═════ Dataset extract
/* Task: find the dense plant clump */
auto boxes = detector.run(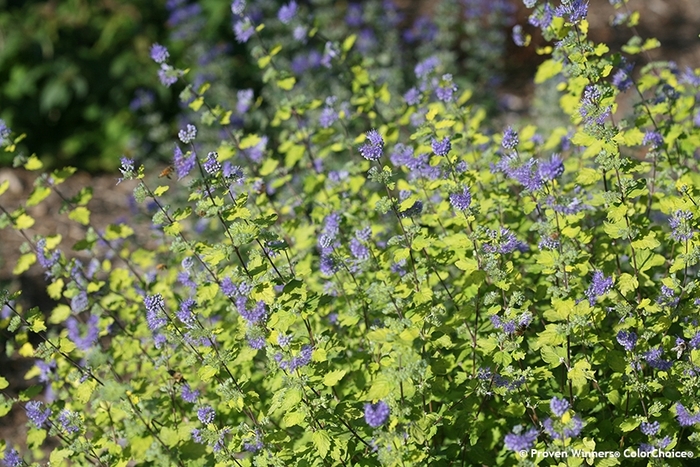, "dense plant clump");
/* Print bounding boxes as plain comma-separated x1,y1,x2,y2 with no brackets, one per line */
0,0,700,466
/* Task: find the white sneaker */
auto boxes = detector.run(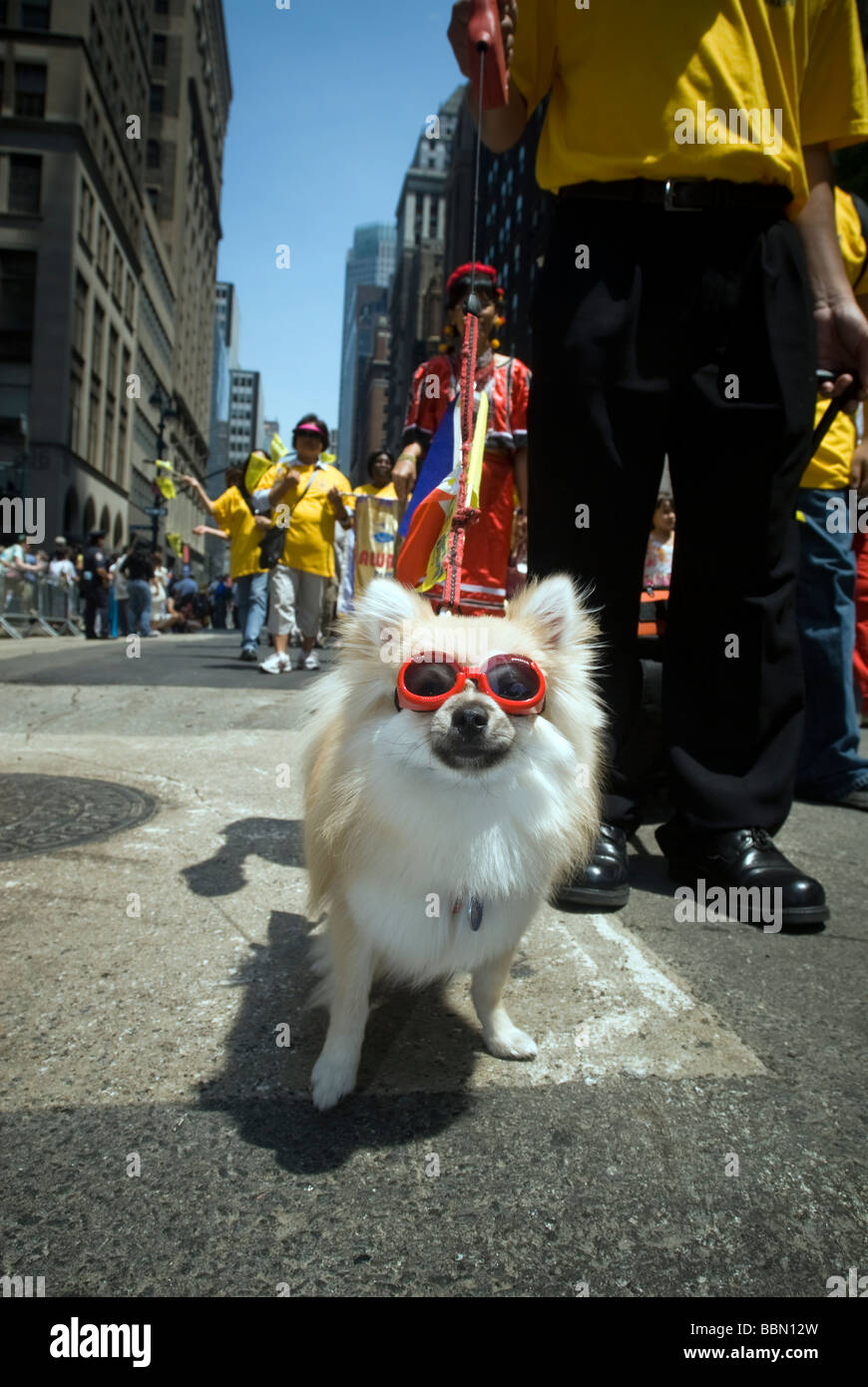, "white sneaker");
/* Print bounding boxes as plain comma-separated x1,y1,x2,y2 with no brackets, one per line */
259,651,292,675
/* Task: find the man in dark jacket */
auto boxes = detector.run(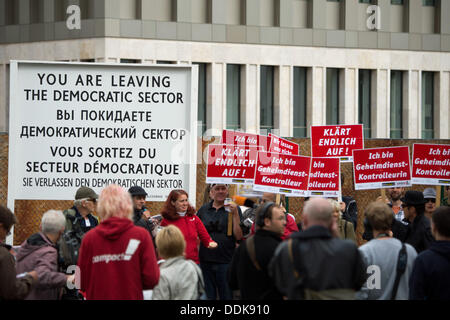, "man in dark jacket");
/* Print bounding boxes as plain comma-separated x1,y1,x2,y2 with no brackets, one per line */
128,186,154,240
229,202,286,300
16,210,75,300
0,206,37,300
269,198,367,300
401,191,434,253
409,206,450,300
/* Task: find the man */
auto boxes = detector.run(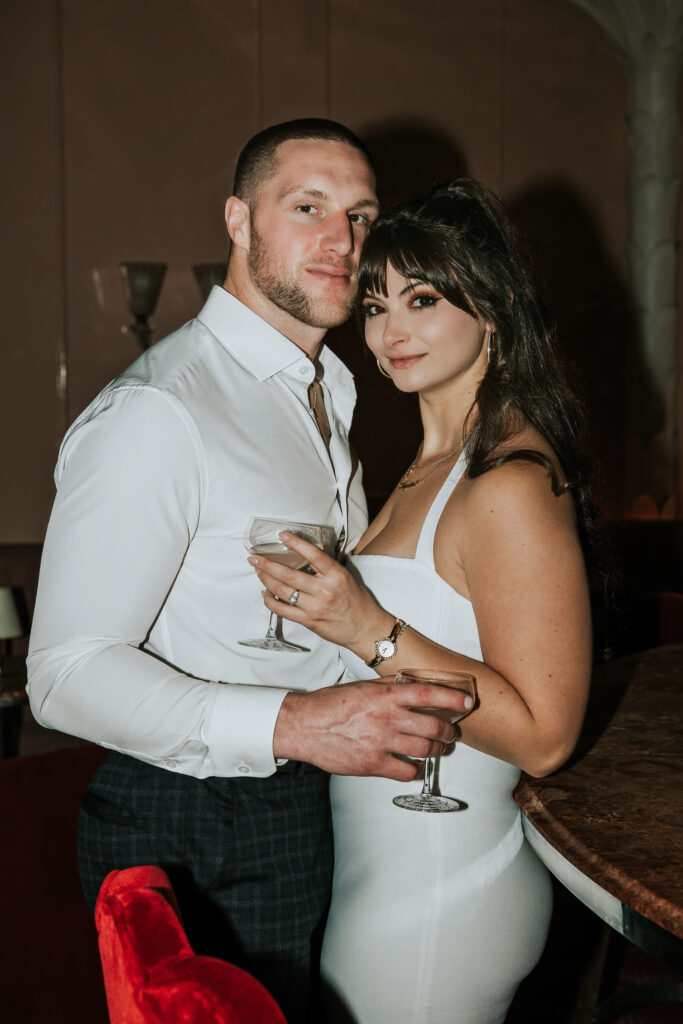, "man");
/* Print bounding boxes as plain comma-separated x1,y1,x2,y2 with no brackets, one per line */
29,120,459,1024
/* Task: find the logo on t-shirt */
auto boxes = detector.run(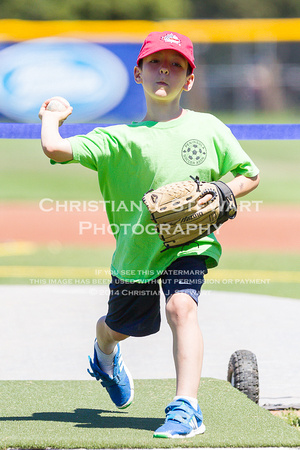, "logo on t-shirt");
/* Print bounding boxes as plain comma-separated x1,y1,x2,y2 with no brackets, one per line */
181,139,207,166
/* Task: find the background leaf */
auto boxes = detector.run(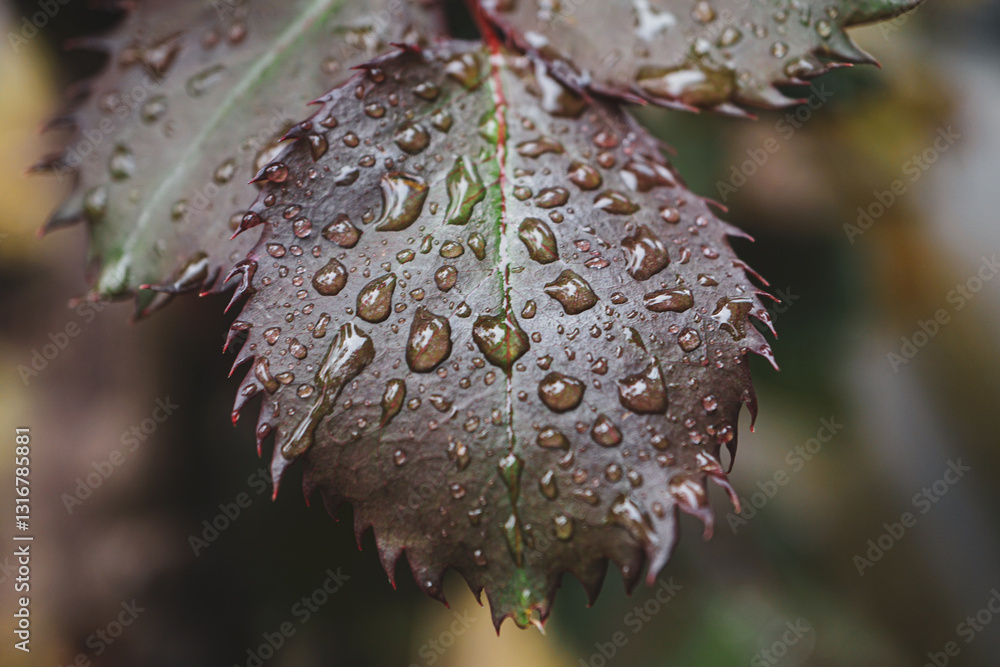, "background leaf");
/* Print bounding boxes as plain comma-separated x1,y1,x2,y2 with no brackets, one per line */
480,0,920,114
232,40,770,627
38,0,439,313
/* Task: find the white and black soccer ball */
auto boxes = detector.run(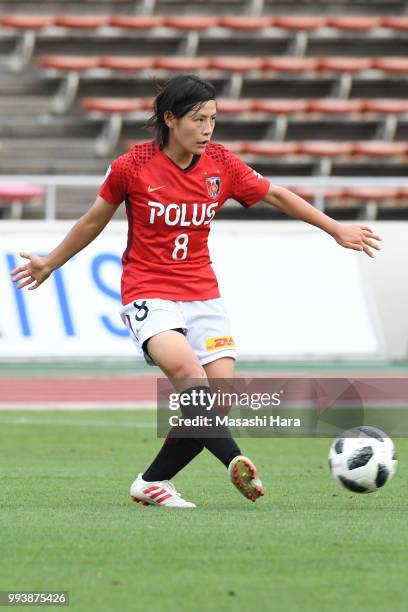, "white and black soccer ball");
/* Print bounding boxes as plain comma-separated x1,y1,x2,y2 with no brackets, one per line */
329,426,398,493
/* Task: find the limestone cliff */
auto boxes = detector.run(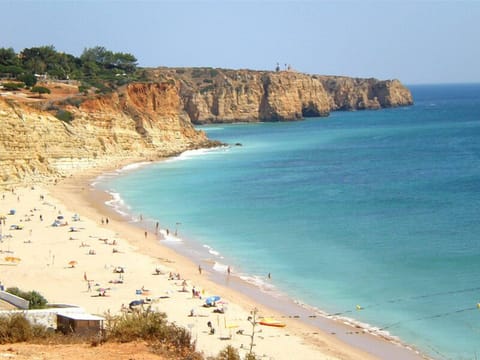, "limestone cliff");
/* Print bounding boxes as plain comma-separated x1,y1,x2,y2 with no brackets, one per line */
══════════
Task directions » Collect every line in the records that contains the string "find", treating uppercase and lowercase as different.

Correct output »
/* Task: find the dense plant clump */
/* Task: find the white sneaker */
/* Task: find the man in dark jacket */
/* Task: find the man */
/* Task: find the logo on t-shirt */
/* Task: find the background leaf */
/* Task: find the white and black soccer ball */
/* Task: find the limestone cliff */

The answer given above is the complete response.